====== Text provided ======

Think about it: A 5-6 inch tarantula falling from a height of only 1 foot is equivalent to you falling off a 10-foot ladder.

Your new T is a wonderful and unique creature who will give you years of joy and happiness. Please don't put her into harm's way. We would all love to see pictures of her!

Reactions: Like 1 | Sad 1 | Helpful 1


----------



## Moakmeister (Jul 6, 2017)

"Dripping venom from her fangs"??? What the heck? I've never heard if a curly hair doing that! Definitely don't handle. It's already a bad idea, but if it's friggin dripping venom during a threat pose then it's a triple no-no.

Reactions: Like 1 | Agree 5


----------



## beaker41 (Jul 6, 2017)

Haha I bought my first t from a pet store , a nice gentle rose hair I didn't know much about, (it wasn't so easy to do exhaustive research in 1989). The employees gave me a super thick leather glove and told me I was on my own, they wouldn't even open the lid to the tank!

Reactions: Funny 11


----------



## Phases (Jul 6, 2017)

This is a very no-handle crowd, which I learned quick as well.  And, I don't disagree with what is being said - but I do handle mine, occasionally, and share the experience with my kids if I can.  Obviously carefully, and with full trust in myself and "most" trust in the spiders  (maybe 5 minutes, tops). For example today I took one out to get a good measurement.

It varies with the spider in my experience. I have one, you need to touch her front legs lightly and she'll walk forward if she's in the mood. Then you can guide with a light nudge on the back of the abdomen.  I have another, you just kinda nudge forward from the back to get things started, which btw is the curly hair. He goes with the flow very well. He's about 4.5" DLS. How big is yours?

But, before touching any new spider you need to get a feel of their temperament. So, lightly touch with a paintbrush or your tongs first, not your finger, and just see how they react to being touched. Even if they don't appear to be expecting it, to see how they do when started.

Do not be high off the ground, carpet is good - or towels or a blanket maybe if no carpet. They can get quite hurt from a small fall.

Others, still, you don't touch. And when you test with something, you find out quick!

That, along with "DON'T PANIC" are the best advice I can give. If it jolts forward a step or two don't react other than to ensure its got something to continue to walk on. Hand under hand.. just be slow and calm. IF you get bit, take the pain and get it home gently if you can.
Well and of course research species first and handling experiences. Watch youtube videos..

====== Raw data ======

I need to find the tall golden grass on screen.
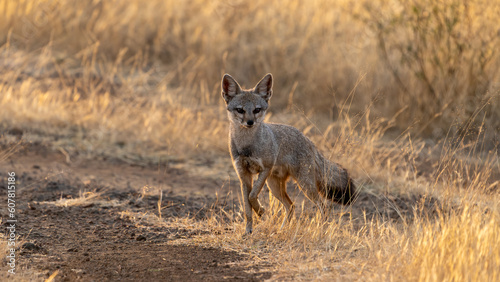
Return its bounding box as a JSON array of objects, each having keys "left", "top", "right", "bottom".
[{"left": 0, "top": 0, "right": 500, "bottom": 281}]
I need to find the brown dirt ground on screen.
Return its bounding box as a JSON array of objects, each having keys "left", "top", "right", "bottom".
[
  {"left": 0, "top": 146, "right": 435, "bottom": 281},
  {"left": 0, "top": 148, "right": 271, "bottom": 281}
]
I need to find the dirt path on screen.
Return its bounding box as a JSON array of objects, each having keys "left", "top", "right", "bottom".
[{"left": 0, "top": 150, "right": 271, "bottom": 281}]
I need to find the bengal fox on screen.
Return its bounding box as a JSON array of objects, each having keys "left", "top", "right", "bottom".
[{"left": 222, "top": 73, "right": 356, "bottom": 234}]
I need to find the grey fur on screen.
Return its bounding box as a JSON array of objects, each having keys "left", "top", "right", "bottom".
[{"left": 222, "top": 74, "right": 356, "bottom": 233}]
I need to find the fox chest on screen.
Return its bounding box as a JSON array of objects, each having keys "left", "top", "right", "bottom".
[{"left": 234, "top": 148, "right": 264, "bottom": 174}]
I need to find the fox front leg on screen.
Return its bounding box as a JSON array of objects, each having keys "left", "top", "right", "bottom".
[{"left": 248, "top": 169, "right": 271, "bottom": 216}]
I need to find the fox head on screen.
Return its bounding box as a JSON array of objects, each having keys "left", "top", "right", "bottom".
[{"left": 222, "top": 73, "right": 273, "bottom": 128}]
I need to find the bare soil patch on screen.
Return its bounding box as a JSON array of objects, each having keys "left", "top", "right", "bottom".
[{"left": 0, "top": 149, "right": 271, "bottom": 281}]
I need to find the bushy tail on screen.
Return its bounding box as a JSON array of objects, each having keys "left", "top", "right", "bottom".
[{"left": 318, "top": 156, "right": 358, "bottom": 205}]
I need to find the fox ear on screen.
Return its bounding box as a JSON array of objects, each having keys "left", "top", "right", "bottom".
[
  {"left": 254, "top": 73, "right": 273, "bottom": 102},
  {"left": 221, "top": 73, "right": 241, "bottom": 103}
]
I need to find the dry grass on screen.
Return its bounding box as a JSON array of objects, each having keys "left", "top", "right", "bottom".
[{"left": 0, "top": 0, "right": 500, "bottom": 281}]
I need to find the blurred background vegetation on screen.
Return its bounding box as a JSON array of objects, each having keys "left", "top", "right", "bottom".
[{"left": 0, "top": 0, "right": 500, "bottom": 159}]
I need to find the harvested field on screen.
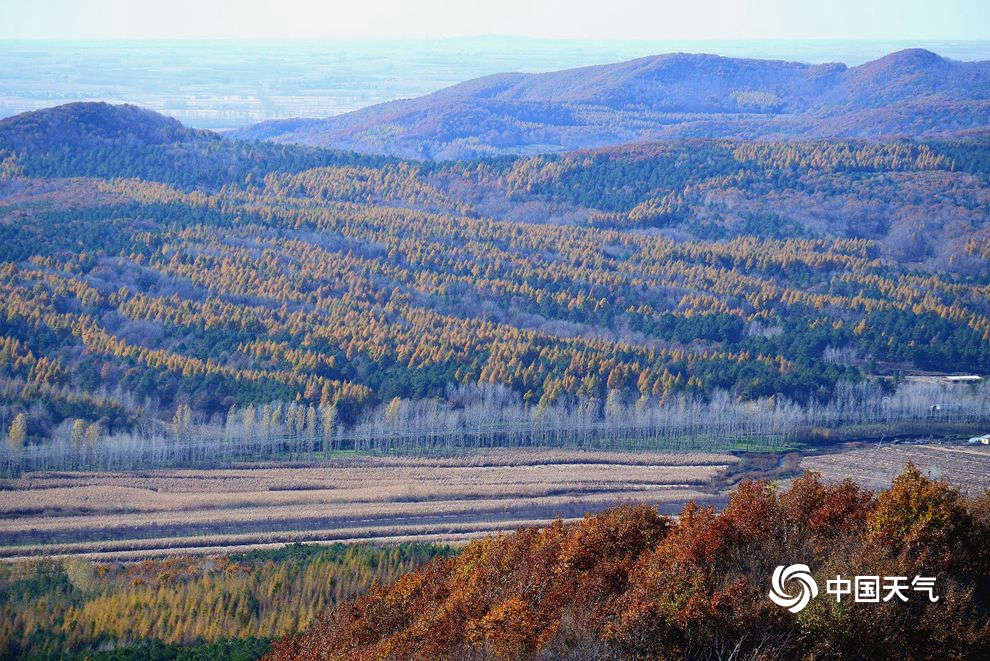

======

#### Exercise 1
Which distinct reaction types appear in the tarantula handling thread?
#### Exercise 2
Pick up the tarantula handling thread after its last line and keep going.

#### Task output 1
Like, Sad, Helpful, Agree, Funny

#### Task output 2
(Once you do it a few times you'll feel the urge less, probably, btw)

Sorry guys

Reactions: Like 3 | Agree 1 | Lollipop 1


----------



## edesign (Jul 7, 2017)

Mavisthespider said:


> She is a young curly hair (which I hear is an easy-going breed). Even though I know curly hairs are good breeds I'm afraid to handle my spider.


My subadult albopilosum is not docile. Nor is my vagans. That's the only Brachys I have. 

If you stick with the hobby long enough and acquire enough spiders you'll start to notice that Ts do have "personalities" (not at such an emotional/advanced state as animals with more developed nervous systems though) in that some may act "like they're supposed to" and some buck the species generalization. You'll also find that Tim's comment about a docile spider is docile until it isn't docile is accurate as well. A spider could be fine with handling the first 100 times and then the 101st it could bite for a number of reasons. 



> I know I don't need to handle her but I want to.


I've called it narcissism in the past. In the case of newbies I believe it's just a case of curiosity and is perfectly normal. The forum is, for the most part, anti-handling but plenty will admit that a small amount of handling (if comfortable and the spider appears to be cooperative at the time) is ok and comes in handy in the event that one runs out of its tank and on to you. Granted, handling a small, docile tarantula would not really prepare you for a huge 8"+ OW arboreal using you as a tree (extremely fast, potent and nasty venom, and often quite defensive).

Welcome to the addiction! Good luck with caring for your new pet!

Reactions: Like 4 | Agree 2


----------



## Deb60 (Jul 7, 2017)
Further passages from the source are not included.